> [Exercise prompt] Return every line of the records below that contains the word "church", treating uppercase and lowercase as different.

━━━━

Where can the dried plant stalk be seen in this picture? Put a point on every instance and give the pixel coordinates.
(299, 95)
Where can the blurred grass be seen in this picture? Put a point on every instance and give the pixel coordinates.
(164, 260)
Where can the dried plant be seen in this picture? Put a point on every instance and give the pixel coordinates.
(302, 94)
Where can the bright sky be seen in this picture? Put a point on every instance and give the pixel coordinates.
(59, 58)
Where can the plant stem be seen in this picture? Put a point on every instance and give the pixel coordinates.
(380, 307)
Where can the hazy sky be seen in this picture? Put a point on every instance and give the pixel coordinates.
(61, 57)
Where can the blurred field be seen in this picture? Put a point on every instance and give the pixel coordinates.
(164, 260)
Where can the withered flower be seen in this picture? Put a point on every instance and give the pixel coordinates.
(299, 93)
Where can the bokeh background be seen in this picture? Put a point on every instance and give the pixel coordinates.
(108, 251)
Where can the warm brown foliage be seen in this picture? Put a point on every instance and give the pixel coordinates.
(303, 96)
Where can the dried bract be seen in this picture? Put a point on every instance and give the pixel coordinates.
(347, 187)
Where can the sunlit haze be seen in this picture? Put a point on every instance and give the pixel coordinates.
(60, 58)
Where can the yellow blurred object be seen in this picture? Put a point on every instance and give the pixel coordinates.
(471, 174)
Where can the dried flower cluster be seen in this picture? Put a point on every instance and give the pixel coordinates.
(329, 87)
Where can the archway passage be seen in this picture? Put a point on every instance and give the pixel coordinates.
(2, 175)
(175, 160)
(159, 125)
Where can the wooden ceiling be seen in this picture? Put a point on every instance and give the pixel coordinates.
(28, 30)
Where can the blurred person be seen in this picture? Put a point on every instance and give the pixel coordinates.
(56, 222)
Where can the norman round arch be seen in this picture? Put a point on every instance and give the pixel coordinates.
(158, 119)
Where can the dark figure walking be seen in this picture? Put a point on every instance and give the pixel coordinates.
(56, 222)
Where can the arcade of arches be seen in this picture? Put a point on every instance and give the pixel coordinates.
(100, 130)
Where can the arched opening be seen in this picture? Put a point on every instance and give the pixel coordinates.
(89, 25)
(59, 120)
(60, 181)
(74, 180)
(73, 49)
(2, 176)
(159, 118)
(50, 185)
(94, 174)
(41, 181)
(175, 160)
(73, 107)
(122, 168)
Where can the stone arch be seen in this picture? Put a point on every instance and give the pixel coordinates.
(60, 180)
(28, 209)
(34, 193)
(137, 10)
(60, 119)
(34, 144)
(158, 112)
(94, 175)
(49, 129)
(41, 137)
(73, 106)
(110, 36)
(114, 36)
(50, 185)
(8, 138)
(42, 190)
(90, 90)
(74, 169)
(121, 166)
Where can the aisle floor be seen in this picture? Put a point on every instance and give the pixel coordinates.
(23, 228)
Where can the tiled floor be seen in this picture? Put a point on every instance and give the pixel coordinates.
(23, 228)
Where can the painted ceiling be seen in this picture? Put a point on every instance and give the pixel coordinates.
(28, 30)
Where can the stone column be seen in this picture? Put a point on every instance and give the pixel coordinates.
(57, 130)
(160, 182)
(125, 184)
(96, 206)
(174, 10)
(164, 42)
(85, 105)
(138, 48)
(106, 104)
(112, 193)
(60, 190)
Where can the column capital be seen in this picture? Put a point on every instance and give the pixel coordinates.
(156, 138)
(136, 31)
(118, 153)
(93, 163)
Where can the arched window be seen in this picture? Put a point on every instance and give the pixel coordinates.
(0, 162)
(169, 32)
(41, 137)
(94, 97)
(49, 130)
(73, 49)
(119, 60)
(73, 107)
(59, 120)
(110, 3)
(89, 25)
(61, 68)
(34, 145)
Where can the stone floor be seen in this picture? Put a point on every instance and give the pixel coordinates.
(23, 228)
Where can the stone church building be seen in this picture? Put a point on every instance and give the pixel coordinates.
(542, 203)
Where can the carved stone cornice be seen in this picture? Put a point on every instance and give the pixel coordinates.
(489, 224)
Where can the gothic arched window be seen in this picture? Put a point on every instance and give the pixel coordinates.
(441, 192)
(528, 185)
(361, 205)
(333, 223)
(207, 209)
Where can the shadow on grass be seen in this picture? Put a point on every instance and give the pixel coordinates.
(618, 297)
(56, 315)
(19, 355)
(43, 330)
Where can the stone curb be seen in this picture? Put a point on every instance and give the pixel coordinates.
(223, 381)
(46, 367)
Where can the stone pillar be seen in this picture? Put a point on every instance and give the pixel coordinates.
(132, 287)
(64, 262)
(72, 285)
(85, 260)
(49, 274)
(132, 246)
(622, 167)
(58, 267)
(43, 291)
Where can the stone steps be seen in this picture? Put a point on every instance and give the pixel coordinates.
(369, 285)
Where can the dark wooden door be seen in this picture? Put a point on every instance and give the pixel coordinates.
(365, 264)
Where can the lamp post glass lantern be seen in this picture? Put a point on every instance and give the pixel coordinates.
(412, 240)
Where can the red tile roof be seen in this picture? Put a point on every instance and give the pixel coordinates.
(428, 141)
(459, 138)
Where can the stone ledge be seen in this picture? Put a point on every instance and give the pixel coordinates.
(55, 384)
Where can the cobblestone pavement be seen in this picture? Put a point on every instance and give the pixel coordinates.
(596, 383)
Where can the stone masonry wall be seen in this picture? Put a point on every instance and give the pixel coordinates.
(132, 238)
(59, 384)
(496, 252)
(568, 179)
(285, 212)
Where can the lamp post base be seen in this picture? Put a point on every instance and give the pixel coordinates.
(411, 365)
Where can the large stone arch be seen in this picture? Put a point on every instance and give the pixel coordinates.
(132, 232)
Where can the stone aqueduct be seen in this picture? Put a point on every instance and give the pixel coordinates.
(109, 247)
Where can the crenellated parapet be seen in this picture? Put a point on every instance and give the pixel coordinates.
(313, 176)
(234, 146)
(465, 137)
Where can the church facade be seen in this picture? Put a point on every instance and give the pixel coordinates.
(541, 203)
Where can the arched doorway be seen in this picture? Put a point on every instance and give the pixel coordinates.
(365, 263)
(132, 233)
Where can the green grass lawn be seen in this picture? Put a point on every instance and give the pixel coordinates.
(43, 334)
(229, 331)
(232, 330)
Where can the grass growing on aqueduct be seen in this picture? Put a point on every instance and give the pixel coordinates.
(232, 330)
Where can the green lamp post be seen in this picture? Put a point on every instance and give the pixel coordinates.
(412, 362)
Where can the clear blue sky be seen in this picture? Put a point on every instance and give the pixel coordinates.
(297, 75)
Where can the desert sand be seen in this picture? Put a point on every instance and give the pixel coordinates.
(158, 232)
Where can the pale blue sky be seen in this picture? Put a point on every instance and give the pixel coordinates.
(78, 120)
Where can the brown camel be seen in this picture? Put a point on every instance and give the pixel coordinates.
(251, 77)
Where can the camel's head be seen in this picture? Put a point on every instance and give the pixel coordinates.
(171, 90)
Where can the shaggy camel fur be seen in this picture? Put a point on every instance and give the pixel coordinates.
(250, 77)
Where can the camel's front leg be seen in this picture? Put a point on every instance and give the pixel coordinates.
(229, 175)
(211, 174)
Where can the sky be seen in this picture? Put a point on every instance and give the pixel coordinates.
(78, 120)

━━━━

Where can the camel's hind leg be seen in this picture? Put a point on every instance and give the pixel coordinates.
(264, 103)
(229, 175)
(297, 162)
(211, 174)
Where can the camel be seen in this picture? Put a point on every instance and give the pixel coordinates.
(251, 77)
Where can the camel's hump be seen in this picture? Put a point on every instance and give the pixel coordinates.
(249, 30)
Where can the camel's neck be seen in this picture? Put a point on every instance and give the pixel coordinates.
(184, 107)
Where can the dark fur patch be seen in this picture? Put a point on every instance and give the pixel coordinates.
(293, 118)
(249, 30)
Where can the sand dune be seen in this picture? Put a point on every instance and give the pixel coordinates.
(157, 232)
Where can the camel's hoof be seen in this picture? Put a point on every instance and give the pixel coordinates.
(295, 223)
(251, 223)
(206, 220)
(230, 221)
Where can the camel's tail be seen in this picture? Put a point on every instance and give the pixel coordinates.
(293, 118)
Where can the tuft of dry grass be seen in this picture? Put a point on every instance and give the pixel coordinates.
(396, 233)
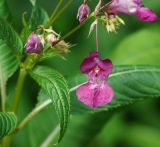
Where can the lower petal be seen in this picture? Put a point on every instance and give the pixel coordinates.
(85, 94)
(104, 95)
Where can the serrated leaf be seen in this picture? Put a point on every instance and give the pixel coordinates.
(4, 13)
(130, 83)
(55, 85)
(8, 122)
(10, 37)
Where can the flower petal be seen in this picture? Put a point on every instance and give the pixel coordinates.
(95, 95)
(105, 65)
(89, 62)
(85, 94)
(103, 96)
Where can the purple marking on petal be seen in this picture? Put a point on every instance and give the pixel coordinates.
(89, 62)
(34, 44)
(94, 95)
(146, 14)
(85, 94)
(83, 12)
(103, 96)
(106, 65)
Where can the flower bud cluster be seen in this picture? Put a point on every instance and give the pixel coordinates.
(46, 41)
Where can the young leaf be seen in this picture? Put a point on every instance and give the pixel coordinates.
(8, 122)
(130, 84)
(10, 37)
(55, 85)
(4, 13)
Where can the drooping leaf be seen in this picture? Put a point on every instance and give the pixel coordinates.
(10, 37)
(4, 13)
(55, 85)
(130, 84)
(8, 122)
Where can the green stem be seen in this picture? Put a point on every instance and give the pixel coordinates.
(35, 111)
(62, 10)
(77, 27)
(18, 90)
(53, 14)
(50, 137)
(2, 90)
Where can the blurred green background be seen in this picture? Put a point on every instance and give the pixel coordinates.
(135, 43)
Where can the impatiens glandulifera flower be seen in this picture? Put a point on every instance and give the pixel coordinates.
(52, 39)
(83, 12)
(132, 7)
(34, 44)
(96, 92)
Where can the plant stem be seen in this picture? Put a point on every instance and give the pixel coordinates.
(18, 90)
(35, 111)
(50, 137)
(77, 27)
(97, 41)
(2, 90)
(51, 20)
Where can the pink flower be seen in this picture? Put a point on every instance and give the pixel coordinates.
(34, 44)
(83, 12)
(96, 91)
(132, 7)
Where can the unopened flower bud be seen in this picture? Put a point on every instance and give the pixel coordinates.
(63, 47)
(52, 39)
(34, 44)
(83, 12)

━━━━

> [Written response]
Where can the stone church building be seen in this picture? Put a point on every instance and give the pixel coordinates.
Where can the church facade be seen in this picture? Put a point on every instance and give the pixel coordinates.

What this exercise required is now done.